Stated task 1: In the label smoothing notebook excerpt, why does the code call model_dummy.eval() before building the test input?

Source passage:
At this point the forward function local test should have the provided return value, and you are expected to be able to train a label smoothing enabled model from scratch! The expected validation metric for this model on decoding is 8.81 ppl during training eval on the dev set, which is used to evaluate early stopping (This is with the default settings --batch-size 64 --hidden-size 256 --embed-size 256 --uniform-init 0.1 --label-smoothing 0.1 --dropout 0.2, --clip-grad 5.0 --lr-decay 0.5). 

In [40]:
# DO NOT CHANGE THIS CODE BLOCK

model_dummy = NMT(embed_size=256, hidden_size=256, dropout_rate=0.2, vocab=vocab, label_smoothing=0.1)
set_model_weights(model_dummy)

In [None]:
# DO NOT CHANGE THIS CODE BLOCK

model_dummy.eval() # this is so the model is deterministic with the dropout
input = "hello there ! in german".split(" ")
target = ['<s>'] + "hello there ! in english".split(" ") + ['</s>'] + ["<pad>"]
print("input", input)
print("target", target)
src_sents = [input, input[2:]]
tgt_sents = [target, ["<s>"] + target[2:]]

### 2.1 Initialization and Forward Pass [Programming] (3 points)

(Pointing records)
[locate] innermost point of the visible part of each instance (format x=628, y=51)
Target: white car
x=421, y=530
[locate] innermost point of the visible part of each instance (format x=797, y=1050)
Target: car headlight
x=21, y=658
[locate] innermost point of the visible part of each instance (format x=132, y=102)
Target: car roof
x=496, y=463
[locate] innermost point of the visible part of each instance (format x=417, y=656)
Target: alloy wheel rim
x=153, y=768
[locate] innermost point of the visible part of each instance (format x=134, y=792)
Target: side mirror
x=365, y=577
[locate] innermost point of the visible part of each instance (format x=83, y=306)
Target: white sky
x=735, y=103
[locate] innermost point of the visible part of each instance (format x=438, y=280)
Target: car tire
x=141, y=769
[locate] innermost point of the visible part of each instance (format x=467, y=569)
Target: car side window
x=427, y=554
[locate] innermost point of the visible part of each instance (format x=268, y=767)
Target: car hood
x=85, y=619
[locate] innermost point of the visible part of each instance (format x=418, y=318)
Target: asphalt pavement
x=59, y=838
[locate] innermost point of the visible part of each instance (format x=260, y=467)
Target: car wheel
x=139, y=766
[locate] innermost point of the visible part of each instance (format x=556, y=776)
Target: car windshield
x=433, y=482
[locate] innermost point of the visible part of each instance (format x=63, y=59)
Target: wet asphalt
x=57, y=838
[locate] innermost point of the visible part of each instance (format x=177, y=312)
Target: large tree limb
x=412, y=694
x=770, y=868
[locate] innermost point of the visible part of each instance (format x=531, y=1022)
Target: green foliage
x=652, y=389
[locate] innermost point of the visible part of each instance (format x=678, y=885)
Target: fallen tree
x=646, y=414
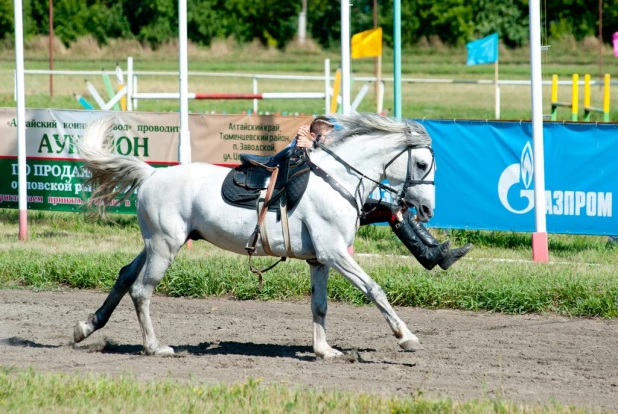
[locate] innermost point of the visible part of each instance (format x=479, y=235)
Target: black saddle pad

Stated task 2: Arrange the pointing rows as a two-column CSV with the columns request and point, one CSV line per request. Start at the row line that has "(format x=797, y=1050)" and stop after the one that has "x=153, y=768". Put each request's text and its answer in their own quoted fields, with line breaks turned into spaces.

Exercise response 1: The call makes the model deterministic despite its dropout. That dropout was set with dropout_rate=0.2 when model_dummy was created.

Exercise response 2:
request,point
"[locate] innermost point of the visible part of each instance (format x=797, y=1050) Target: car headlight","x=21, y=658"
"[locate] innermost point of the visible part of each instance (format x=132, y=102) Target: car roof","x=496, y=463"
"[locate] innermost point of the visible part of each instance (format x=417, y=656) Target: alloy wheel rim","x=153, y=768"